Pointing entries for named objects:
★ ★ ★ ★

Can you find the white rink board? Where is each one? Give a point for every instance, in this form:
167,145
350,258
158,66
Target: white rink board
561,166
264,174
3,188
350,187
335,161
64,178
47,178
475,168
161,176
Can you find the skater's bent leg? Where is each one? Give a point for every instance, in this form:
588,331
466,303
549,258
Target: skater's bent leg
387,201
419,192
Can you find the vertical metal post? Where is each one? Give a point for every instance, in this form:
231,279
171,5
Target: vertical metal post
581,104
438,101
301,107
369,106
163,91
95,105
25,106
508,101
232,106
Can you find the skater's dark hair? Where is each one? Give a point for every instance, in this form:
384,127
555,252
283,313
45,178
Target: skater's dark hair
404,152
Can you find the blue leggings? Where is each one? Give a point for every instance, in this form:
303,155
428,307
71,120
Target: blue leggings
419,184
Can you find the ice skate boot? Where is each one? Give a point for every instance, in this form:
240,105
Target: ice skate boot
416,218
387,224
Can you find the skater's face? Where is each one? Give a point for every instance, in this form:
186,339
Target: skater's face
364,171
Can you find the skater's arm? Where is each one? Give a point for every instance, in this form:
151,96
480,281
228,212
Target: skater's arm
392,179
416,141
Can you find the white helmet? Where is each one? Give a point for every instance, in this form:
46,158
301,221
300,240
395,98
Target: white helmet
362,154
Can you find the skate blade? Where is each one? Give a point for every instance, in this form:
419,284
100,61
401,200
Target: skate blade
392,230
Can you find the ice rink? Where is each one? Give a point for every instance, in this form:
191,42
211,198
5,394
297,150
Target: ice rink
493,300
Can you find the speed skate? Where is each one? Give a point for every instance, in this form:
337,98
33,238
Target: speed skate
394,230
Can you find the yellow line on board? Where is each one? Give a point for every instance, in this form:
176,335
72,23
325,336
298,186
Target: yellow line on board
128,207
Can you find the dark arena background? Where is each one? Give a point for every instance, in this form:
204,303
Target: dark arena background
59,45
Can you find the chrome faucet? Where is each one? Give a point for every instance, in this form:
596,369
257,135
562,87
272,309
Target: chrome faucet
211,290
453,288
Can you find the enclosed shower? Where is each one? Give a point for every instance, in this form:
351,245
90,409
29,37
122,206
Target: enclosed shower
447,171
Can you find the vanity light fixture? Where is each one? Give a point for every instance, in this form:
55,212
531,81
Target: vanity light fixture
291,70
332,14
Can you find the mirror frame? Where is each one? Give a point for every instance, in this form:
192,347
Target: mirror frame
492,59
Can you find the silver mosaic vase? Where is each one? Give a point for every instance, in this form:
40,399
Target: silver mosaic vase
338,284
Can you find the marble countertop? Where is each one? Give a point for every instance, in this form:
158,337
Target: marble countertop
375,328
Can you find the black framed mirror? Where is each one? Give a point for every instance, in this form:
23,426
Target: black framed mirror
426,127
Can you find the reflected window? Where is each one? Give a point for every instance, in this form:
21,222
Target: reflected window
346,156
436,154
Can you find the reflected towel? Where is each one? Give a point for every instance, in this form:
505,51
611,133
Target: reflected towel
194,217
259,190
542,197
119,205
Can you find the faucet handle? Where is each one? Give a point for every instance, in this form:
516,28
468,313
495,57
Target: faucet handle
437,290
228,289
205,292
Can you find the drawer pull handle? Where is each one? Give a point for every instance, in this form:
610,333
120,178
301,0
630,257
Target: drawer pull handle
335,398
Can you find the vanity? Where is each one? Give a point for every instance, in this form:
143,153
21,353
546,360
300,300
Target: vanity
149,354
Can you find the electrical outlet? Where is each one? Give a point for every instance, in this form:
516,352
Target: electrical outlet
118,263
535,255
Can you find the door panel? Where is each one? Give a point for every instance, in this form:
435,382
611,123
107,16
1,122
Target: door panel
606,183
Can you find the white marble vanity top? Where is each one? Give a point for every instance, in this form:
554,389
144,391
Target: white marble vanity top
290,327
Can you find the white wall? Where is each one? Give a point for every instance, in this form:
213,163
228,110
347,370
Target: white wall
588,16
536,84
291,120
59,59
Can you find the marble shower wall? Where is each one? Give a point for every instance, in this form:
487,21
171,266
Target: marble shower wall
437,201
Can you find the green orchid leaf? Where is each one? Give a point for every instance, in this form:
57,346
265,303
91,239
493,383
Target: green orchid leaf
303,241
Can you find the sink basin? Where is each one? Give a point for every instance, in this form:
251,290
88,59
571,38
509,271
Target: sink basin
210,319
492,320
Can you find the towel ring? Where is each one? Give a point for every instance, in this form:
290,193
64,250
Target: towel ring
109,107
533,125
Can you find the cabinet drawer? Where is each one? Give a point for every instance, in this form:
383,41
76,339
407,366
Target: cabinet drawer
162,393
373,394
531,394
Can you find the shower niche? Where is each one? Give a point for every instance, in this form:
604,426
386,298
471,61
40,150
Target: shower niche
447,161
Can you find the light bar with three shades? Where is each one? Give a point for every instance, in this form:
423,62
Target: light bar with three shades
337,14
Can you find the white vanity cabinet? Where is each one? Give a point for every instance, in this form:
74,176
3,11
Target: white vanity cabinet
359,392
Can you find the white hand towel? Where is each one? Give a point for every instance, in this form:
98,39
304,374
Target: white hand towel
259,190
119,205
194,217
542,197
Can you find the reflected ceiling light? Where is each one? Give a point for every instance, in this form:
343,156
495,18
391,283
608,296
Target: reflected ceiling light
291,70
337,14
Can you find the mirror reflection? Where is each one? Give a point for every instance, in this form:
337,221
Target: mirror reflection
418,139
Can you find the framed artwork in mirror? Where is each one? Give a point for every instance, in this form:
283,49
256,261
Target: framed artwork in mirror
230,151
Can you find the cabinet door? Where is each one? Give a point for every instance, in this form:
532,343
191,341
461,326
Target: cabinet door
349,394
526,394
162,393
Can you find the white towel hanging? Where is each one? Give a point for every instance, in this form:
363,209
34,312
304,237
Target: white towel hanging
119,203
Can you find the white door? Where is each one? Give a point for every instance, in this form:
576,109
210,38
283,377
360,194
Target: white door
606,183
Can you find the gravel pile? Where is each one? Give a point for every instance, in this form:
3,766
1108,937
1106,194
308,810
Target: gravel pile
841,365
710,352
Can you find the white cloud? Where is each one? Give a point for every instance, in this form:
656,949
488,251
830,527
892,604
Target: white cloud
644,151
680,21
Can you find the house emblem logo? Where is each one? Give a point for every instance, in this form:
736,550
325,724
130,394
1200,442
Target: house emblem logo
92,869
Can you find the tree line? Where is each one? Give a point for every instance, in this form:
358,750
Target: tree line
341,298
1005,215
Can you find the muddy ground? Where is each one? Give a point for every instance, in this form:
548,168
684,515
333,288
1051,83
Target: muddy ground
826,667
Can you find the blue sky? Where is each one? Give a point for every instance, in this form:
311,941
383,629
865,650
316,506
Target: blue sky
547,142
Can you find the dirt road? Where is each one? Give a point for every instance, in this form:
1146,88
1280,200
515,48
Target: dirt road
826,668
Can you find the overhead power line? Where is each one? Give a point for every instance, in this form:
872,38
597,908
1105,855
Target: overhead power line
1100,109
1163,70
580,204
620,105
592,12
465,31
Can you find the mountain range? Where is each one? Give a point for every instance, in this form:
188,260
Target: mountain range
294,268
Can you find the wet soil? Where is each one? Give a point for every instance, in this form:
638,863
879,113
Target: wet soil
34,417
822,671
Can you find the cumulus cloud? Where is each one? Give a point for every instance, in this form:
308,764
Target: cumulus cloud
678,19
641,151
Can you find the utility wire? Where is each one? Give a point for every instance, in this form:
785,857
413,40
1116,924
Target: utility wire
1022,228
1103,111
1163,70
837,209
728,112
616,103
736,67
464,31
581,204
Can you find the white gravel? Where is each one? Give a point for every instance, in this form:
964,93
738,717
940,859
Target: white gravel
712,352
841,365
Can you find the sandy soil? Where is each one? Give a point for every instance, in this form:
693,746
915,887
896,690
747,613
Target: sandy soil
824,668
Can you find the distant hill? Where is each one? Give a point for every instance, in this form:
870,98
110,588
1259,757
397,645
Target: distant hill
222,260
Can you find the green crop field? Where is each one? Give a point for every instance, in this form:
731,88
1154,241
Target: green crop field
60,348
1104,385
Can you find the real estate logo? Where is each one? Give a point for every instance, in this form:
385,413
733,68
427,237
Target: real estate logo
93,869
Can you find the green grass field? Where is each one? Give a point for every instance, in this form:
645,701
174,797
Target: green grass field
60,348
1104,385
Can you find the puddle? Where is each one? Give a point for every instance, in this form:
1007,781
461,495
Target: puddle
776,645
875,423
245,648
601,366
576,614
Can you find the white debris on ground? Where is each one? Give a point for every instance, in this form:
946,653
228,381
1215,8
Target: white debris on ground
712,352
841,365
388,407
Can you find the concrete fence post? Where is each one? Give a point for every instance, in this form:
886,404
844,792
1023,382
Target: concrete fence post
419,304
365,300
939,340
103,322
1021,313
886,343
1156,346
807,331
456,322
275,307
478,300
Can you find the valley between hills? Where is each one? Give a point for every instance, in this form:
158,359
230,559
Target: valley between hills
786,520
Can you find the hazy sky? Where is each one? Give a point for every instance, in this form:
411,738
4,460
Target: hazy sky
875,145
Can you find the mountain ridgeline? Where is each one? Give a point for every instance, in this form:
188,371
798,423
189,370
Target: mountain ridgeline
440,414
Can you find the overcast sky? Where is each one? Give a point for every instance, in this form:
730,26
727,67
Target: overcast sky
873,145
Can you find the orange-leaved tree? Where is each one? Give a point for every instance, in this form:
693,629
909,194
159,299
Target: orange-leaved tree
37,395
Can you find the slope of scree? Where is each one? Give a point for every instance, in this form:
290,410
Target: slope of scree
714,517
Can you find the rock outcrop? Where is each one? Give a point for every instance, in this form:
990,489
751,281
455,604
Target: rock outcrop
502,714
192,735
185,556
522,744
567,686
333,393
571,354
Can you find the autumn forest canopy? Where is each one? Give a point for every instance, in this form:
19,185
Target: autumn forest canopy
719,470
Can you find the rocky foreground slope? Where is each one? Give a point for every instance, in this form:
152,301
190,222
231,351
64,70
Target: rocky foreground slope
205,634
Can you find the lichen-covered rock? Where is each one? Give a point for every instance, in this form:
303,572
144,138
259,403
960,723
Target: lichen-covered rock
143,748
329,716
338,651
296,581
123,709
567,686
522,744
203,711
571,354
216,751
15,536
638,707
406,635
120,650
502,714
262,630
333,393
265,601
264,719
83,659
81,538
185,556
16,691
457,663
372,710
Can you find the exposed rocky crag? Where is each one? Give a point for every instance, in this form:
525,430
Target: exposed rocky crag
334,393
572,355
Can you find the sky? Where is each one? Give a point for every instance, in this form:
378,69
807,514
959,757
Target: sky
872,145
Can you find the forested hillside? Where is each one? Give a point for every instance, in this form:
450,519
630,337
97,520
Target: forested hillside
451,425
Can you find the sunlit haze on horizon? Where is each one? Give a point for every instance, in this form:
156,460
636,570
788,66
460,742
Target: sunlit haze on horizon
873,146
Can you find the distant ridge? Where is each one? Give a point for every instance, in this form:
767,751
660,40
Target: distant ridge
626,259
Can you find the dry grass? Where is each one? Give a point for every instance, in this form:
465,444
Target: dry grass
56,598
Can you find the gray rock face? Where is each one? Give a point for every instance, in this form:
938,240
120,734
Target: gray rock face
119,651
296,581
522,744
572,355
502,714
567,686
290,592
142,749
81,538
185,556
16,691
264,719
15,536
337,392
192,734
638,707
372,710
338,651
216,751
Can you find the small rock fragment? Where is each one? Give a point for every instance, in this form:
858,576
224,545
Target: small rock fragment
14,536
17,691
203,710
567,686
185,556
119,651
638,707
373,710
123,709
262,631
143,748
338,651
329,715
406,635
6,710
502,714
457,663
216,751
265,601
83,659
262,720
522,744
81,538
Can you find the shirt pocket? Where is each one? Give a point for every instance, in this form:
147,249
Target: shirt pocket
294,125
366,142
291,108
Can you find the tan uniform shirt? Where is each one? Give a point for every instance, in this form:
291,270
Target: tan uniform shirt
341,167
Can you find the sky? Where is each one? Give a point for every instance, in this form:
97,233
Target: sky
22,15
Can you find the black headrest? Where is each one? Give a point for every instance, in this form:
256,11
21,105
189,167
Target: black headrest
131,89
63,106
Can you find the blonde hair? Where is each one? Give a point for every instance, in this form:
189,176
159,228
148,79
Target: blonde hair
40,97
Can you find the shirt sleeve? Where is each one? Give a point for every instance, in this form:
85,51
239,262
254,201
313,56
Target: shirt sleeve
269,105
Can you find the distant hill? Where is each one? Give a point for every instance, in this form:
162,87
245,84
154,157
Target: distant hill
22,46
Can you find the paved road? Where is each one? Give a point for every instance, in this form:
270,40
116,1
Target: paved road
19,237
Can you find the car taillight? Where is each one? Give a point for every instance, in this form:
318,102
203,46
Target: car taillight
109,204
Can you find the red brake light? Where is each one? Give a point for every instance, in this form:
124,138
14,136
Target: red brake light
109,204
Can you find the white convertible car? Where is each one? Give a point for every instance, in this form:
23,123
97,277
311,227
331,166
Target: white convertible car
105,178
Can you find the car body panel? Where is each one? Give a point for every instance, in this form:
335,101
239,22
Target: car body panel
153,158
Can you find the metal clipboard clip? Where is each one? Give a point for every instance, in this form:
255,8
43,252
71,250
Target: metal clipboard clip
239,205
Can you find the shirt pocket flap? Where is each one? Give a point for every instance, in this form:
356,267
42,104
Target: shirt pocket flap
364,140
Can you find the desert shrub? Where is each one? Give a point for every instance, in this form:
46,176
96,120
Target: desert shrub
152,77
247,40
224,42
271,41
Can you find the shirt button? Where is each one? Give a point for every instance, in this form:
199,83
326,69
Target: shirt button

★ ★ ★ ★

SET TASK: Reproduce without any change the stretch of lines from the one containing "Can you find the desert" through the final line.

RESULT FOR THIS EXERCISE:
Can you find the desert shrub? Where is each one? Give a point for every instance, in this form:
46,176
96,120
Target: desert shrub
152,77
247,40
224,42
271,41
Can you find the shirt button? Where is each one? Give a point for every instance, in this form:
199,83
326,69
Target: shirt button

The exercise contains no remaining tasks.